YOUR GOAL:
Repeat the lines of the data exactly and exclude any picture among them.
═══ DATA FOR THIS TASK
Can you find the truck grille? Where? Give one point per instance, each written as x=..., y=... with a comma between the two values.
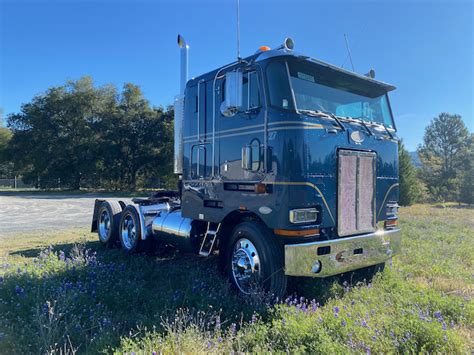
x=356, y=192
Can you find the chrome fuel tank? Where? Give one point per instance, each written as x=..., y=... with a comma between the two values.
x=173, y=228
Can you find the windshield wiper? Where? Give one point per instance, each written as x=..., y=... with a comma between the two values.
x=384, y=126
x=361, y=121
x=325, y=114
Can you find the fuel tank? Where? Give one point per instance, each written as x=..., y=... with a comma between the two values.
x=171, y=227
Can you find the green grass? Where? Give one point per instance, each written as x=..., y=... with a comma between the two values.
x=78, y=296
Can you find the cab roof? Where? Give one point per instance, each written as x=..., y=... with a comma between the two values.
x=260, y=56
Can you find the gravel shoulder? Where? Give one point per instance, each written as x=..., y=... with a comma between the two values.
x=25, y=213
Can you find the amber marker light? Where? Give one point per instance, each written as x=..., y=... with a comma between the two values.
x=260, y=188
x=390, y=223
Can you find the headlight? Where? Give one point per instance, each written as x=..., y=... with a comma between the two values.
x=392, y=210
x=304, y=215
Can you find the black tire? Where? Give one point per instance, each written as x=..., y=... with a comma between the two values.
x=271, y=277
x=363, y=275
x=108, y=221
x=130, y=230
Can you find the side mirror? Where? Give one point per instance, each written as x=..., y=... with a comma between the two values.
x=233, y=93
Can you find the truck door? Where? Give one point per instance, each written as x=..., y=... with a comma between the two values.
x=201, y=142
x=241, y=137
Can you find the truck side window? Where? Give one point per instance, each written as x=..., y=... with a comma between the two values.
x=251, y=156
x=198, y=162
x=279, y=86
x=251, y=93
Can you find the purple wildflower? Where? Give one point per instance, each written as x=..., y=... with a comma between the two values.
x=233, y=329
x=254, y=319
x=19, y=291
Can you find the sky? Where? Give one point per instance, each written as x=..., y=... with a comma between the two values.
x=424, y=48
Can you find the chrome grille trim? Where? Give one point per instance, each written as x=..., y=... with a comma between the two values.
x=356, y=192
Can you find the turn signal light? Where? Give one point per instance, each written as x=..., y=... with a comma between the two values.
x=391, y=223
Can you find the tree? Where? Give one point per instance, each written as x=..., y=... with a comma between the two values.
x=138, y=139
x=5, y=164
x=54, y=137
x=84, y=136
x=441, y=154
x=467, y=177
x=410, y=186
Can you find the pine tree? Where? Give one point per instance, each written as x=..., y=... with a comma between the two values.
x=467, y=175
x=410, y=186
x=442, y=155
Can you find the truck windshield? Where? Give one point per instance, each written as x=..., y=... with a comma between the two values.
x=316, y=88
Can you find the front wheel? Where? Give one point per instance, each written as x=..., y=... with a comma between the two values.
x=255, y=260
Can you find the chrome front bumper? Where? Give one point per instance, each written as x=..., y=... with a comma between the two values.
x=341, y=255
══════
ANSWER AREA:
Can you find the truck grille? Where? Give one point per instance, each written as x=..., y=... with a comma between the two values.
x=356, y=192
Can you find the chrome fuel tank? Where? Give one point per instance, each written as x=..., y=... with a comma between the two values.
x=173, y=228
Can you find the windshield wiper? Where? Give one point per instance, each written as x=..., y=... with a comma between the two values.
x=384, y=126
x=361, y=121
x=325, y=114
Can you find the fuel tank? Where? Give one point per instance, each written as x=..., y=... with a comma between the two values.
x=171, y=227
Can you find the green grass? Where? Give one point per instance, each written as x=..., y=... with a comma between the two values.
x=78, y=296
Can you find the cab roof? Where? Give one point per instance, each written as x=..., y=... with a comma between the two values.
x=260, y=56
Can you find the gravel shoulder? Where? Give one point per instance, each written as x=..., y=... with a comma between the two values.
x=25, y=213
Can you find the amber marker light? Where? Give one point per instance, each written as x=..., y=... with a comma between the two values.
x=260, y=188
x=390, y=223
Can you find the headlight? Where? Give one point per instance, each written as x=..., y=... with a comma between the two values.
x=392, y=210
x=304, y=215
Can you find the black tire? Where? Give one point per instance, each written as x=..., y=... with a comma between the two values.
x=271, y=277
x=363, y=275
x=108, y=221
x=130, y=230
Can you find the side mirror? Where? Give one point per instance, each written as x=..., y=... with a comma between the two values.
x=233, y=93
Can you find the truck door? Where? Give one point per instance, each written as x=..., y=... with a comma between the two values.
x=201, y=142
x=241, y=137
Can you find the truck side window? Where? Give one point per instance, each written as x=..., y=... with a comma between the two values.
x=251, y=156
x=198, y=162
x=279, y=86
x=251, y=93
Can you find the purple wildflower? Where? Give one point per instance, each written as x=..., y=... with a comma between the two values.
x=233, y=329
x=254, y=319
x=19, y=291
Can you find the sky? Where? Give one point per instance, each written as x=..., y=... with a comma between the two values.
x=424, y=48
Can you find the chrome grille trim? Where? Give one point per instance, each written as x=..., y=... with a comma between the two values.
x=356, y=192
Can you find the turn signal light? Where? Give one point per instance, each written as x=..., y=... with a comma between the two values.
x=391, y=223
Can you find the tree? Where? Give one point per instance, each written as x=..., y=... with a comma between the two values.
x=138, y=139
x=5, y=164
x=54, y=137
x=84, y=136
x=441, y=154
x=467, y=177
x=410, y=186
Can you find the pine tree? Where? Give one point per instance, each written as x=..., y=... with a comma between the two values.
x=467, y=175
x=410, y=186
x=442, y=155
Can you find the truck windshield? Where? Give one point per instance, each written as x=..., y=... with a comma between the two values.
x=316, y=88
Can you find the front wheel? Where? Give one point per instance, each written as x=..., y=... with a comma between the two values.
x=255, y=260
Can you find the chrome front bumper? Where? Give one point per instance, each written as x=..., y=... with a comma between the two values.
x=341, y=255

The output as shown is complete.